**Text**
Enriched evolution of global sea surface height via generalized Schrodinger bridge and Fokker-Planck solver

The Schrödinger bridge problem (SB) was first introduced by Schrödinger in 1932 [17] and now becomes a fundamental framework in the physics, mathematics, engineering and information geometry to modeling the ensemble statistical transition path between fixed initial and final distributions.

Given initial density $\rho_{0}$ and final density $\rho_{1}$, denote (SB) as the Schrödinger bridge problem

(2.1)		$\displaystyle\min_{b,\rho}\frac{1}{2}\int\int|b|^{2}\rho\,\mathrm{d}x\,\mathrm{d}t$
	$\displaystyle\operatorname{s.t.~{}}\partial_{t}\rho+\nabla\cdot(\rho b)=\gamma\Delta\rho,\quad\rho_{0}=\mu,\,\,\rho_{1}=\nu.$

When $\gamma\to 0$, the optimal $b$ is the optimal velocity field in Optimal transport.

It worth to notice the above Schrödinger Bridge problem can be generalized to include an energy functional $E$ beyond the entropy. An internal energy showing an underlying driving potential can be used to guide the evolution of SSH patterns, which may be affected by multiple factors as a result of global warming. The combined driven force of those factors is usually vague and difficult to distinguish from each other. Thus the art of choosing proper underlying driving potential is case by case.

**Goals**
a: Name each field that the Schrödinger bridge text says uses the Schrödinger bridge problem as a fundamental framework.
b: According to the Schrödinger bridge text, why must the underlying driving potential be chosen case by case?
The lines that follow come from a separate source.

Recorded data
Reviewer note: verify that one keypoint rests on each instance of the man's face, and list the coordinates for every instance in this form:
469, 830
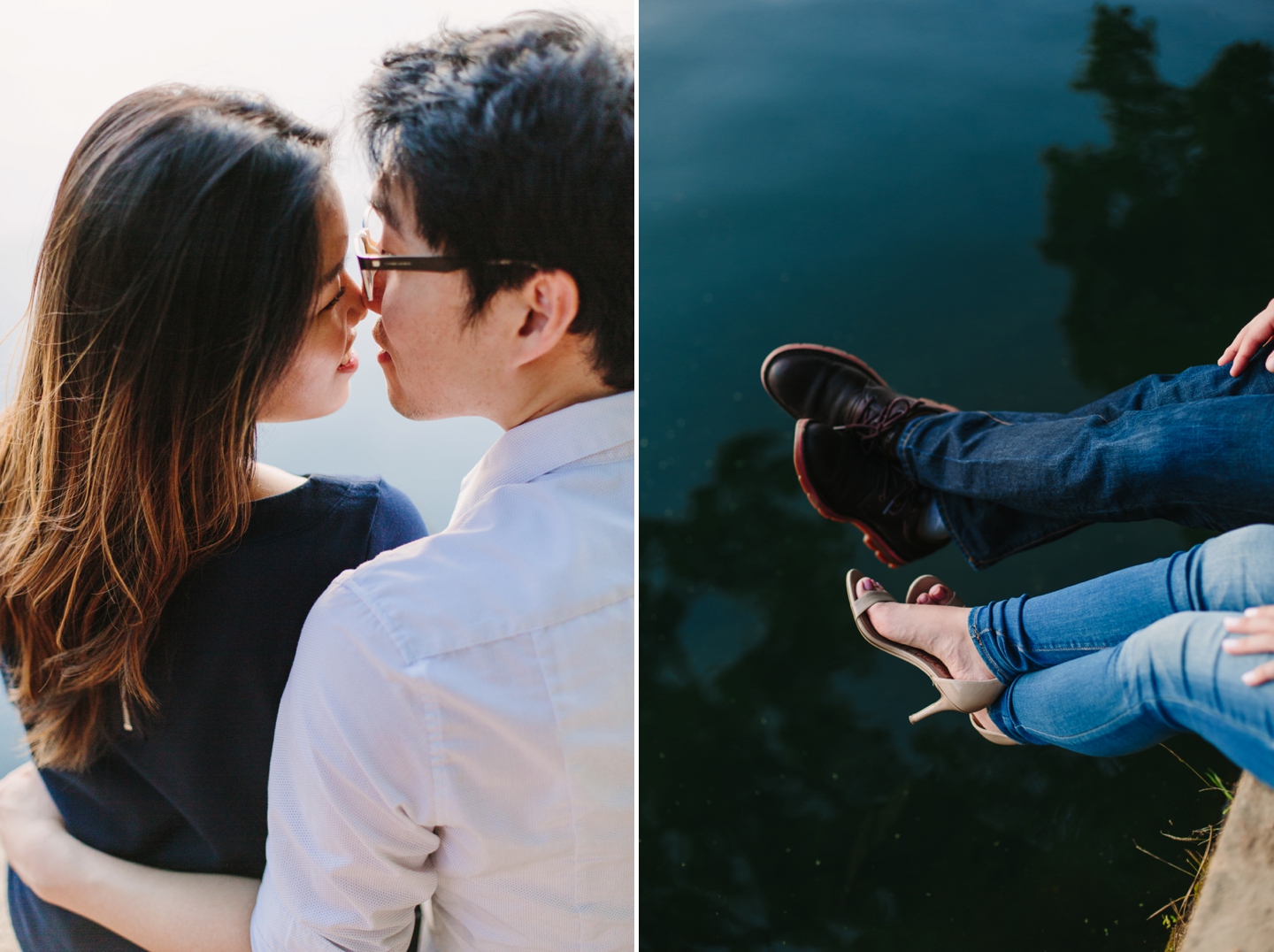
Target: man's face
434, 365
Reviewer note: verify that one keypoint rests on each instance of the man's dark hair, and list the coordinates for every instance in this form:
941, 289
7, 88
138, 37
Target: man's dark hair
516, 143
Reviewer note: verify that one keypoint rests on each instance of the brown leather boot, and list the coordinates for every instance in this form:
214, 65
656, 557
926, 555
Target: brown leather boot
827, 385
848, 483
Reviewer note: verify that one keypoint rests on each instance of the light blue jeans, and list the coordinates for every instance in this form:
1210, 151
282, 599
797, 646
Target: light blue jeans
1126, 660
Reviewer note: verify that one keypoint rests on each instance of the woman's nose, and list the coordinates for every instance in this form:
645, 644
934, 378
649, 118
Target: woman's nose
353, 295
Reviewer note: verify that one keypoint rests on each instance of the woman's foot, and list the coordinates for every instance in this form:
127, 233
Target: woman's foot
932, 626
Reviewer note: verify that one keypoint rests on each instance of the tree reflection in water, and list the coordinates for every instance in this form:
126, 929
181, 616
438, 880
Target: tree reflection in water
776, 810
772, 813
1166, 231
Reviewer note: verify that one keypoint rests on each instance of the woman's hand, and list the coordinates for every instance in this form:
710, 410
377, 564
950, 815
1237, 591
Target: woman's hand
1248, 341
31, 828
1258, 625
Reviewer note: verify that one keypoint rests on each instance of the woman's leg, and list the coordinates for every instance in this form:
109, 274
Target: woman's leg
1027, 633
1227, 573
1169, 679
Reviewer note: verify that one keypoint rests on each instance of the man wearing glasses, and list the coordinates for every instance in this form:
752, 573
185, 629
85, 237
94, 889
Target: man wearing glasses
457, 728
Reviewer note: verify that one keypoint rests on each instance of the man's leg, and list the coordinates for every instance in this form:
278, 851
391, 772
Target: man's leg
1171, 446
1164, 679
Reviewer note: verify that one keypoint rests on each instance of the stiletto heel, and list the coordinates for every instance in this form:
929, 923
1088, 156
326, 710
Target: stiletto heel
941, 703
964, 696
921, 585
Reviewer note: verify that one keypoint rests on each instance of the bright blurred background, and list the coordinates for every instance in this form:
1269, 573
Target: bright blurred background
66, 61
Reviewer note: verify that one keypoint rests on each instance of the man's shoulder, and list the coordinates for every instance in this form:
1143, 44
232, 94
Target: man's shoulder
526, 557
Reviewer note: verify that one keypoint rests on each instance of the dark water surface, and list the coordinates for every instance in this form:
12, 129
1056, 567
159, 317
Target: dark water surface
871, 175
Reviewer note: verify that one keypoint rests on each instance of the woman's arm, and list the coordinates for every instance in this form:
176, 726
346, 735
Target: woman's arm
157, 909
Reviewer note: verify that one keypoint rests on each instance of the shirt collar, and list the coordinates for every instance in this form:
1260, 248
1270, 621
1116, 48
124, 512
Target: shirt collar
549, 442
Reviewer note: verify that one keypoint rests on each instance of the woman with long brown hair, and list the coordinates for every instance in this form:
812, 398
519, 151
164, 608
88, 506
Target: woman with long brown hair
154, 578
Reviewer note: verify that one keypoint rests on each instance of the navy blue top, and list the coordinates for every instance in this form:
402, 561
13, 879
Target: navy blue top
186, 787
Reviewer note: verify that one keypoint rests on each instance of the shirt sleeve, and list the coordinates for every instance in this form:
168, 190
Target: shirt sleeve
352, 795
396, 521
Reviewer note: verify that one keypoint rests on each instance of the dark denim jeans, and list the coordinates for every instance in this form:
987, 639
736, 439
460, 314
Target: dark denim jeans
1124, 662
1195, 448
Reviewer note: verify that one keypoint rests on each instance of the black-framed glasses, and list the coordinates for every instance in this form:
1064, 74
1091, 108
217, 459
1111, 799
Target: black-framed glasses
372, 262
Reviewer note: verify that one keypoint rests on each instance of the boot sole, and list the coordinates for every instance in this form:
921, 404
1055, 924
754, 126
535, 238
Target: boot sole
874, 541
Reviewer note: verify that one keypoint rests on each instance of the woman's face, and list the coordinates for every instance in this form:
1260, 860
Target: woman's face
318, 380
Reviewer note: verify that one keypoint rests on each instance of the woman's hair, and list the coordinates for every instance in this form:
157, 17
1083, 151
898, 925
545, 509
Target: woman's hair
173, 289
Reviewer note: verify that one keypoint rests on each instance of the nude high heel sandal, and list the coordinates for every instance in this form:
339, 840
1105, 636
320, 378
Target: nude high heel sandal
964, 696
924, 584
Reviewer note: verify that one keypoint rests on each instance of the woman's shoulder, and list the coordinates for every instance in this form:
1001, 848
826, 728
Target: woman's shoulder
393, 518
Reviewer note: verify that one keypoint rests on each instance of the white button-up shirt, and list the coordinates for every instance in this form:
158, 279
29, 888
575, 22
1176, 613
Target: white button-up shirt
459, 719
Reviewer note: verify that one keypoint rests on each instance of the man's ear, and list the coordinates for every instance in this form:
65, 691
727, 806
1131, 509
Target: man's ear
552, 301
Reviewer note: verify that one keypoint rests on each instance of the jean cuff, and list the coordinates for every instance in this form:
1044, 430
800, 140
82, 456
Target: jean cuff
982, 639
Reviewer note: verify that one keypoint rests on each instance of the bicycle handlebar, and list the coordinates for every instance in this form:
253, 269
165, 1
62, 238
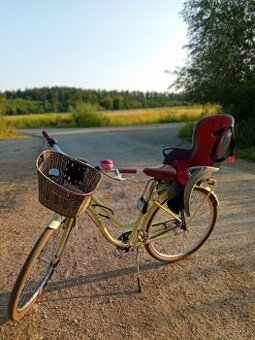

**In response**
a: Physics, mathematics, engineering, and information geometry.

b: Sea surface height patterns may be shaped by several factors tied to global warming. The combined force of those factors is usually vague, and the factors are hard to tell apart. So there's no single potential that fits every case.